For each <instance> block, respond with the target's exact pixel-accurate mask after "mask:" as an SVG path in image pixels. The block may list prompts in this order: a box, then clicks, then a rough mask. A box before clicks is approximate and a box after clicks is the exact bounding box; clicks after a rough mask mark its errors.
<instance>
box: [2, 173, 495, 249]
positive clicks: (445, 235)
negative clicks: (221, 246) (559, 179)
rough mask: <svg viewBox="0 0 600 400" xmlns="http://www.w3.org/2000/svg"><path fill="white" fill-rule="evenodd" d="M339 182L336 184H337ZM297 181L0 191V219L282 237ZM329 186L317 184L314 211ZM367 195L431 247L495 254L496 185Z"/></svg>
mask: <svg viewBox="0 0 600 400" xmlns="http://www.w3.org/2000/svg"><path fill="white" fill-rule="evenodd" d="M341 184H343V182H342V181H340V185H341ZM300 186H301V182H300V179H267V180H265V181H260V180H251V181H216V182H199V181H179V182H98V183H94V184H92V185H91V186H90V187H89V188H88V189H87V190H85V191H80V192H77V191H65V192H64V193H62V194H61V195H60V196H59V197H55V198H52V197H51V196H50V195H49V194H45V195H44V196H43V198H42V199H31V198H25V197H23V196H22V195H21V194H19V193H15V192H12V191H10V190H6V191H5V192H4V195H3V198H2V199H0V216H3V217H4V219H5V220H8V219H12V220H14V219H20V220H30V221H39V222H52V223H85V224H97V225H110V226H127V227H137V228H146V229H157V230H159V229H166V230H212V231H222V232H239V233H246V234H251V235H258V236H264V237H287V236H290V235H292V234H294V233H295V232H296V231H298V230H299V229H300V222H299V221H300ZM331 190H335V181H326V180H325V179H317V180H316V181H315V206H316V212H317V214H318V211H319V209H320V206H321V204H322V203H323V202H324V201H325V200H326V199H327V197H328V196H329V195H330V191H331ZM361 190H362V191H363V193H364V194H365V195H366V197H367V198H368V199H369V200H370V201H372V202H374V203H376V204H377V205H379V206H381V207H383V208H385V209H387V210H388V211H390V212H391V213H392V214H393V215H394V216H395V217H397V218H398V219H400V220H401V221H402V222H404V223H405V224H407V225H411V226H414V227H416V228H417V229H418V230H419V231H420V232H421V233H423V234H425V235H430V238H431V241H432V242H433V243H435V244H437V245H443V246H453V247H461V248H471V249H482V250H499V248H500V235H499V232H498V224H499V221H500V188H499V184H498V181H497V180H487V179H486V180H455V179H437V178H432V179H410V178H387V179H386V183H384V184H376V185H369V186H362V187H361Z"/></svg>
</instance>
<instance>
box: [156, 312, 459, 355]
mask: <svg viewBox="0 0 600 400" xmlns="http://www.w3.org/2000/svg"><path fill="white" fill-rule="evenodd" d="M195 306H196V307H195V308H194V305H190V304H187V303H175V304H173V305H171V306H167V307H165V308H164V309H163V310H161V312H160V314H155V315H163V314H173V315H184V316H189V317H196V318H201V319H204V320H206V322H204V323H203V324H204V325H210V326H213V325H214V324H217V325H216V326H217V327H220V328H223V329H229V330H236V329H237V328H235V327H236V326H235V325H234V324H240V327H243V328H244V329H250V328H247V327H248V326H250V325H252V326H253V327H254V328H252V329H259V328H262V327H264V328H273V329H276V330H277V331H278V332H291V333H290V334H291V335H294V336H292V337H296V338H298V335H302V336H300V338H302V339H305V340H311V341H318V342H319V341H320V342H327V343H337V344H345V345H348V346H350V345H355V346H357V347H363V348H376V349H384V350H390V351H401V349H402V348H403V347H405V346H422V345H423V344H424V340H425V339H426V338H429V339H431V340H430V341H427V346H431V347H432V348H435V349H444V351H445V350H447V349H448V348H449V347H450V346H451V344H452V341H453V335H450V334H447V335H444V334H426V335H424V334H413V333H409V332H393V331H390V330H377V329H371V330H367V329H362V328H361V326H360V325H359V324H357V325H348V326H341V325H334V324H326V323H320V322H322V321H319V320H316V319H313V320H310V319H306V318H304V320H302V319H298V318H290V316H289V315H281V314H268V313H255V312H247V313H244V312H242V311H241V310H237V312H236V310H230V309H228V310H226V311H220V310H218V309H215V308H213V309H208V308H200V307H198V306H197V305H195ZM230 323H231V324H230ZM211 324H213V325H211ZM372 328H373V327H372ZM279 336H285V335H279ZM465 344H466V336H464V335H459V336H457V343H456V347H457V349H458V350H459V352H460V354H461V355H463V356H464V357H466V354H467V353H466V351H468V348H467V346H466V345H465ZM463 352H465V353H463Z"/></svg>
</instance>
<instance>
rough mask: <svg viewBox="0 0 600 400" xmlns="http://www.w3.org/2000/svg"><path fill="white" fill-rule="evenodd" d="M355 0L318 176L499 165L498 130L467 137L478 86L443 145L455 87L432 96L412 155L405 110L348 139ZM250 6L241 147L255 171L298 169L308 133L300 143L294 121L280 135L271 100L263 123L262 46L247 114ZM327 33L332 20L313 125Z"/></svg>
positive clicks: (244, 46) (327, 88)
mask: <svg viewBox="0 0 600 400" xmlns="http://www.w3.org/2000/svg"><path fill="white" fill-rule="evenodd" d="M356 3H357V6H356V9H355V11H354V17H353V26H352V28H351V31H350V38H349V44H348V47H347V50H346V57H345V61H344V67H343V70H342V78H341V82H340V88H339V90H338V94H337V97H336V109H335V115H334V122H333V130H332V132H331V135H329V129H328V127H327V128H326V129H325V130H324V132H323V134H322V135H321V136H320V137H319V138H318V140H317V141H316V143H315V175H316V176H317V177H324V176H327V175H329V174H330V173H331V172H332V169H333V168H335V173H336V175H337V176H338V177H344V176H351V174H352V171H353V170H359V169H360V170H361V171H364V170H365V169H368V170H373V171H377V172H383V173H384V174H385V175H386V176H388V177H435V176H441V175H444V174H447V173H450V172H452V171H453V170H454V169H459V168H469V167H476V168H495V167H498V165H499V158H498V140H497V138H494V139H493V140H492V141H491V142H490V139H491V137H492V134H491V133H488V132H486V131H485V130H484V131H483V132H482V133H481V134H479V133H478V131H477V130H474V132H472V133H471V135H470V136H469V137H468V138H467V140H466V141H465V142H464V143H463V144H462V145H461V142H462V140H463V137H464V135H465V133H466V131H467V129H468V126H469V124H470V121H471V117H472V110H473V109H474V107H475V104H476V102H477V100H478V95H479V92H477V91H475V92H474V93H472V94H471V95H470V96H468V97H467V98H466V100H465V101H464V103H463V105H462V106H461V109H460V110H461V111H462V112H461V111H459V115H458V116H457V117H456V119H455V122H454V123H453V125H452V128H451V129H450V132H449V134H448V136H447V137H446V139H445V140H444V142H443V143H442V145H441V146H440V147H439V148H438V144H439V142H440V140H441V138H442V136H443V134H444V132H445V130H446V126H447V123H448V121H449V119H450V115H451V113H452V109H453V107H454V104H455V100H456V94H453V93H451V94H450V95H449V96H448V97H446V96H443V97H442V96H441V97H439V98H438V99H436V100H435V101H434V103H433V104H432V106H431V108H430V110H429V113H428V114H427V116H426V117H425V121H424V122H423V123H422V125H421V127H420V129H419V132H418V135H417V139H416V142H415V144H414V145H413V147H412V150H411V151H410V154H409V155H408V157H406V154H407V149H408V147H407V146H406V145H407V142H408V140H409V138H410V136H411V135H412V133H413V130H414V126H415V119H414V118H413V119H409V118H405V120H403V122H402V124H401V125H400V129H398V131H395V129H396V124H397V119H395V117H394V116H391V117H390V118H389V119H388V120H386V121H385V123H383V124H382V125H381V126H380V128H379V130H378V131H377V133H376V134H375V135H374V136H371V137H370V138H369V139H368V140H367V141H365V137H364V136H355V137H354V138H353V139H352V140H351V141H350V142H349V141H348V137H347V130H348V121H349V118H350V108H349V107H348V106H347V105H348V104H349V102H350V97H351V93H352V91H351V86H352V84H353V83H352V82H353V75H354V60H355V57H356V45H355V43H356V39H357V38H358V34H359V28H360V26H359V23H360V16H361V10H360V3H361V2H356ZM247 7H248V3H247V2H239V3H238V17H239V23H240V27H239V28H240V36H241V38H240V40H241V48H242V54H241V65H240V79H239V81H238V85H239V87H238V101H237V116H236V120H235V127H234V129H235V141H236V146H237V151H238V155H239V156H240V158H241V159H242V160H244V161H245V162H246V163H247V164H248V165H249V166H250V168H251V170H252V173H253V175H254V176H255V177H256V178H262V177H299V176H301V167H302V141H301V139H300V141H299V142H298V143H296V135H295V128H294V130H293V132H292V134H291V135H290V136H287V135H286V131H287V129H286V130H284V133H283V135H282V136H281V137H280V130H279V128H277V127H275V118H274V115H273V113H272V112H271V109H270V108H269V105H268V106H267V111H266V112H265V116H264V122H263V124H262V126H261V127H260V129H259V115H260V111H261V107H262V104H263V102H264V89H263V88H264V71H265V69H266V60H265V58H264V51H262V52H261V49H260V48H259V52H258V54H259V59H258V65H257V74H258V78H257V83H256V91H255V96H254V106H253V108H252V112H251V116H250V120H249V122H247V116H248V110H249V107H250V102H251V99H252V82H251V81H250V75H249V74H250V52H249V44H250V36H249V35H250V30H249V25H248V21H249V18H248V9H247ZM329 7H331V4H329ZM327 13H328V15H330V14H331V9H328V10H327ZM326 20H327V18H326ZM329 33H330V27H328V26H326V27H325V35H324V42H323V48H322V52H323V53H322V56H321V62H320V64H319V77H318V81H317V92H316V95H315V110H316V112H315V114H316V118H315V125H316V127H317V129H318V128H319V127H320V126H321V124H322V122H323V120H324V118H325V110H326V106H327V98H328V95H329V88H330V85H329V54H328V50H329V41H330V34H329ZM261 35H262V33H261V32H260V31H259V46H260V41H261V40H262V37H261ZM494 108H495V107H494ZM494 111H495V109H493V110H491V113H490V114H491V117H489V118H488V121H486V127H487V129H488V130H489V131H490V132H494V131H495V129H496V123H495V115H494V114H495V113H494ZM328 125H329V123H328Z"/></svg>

--------------------------------------------------

*Directions for this task:*
Look above for the line holding "positive clicks: (445, 235)". Print it and every line after it, exactly, through the line holding "negative clicks: (221, 246) (559, 179)".

*Response to this exercise:*
positive clicks: (445, 235)
negative clicks: (221, 246) (559, 179)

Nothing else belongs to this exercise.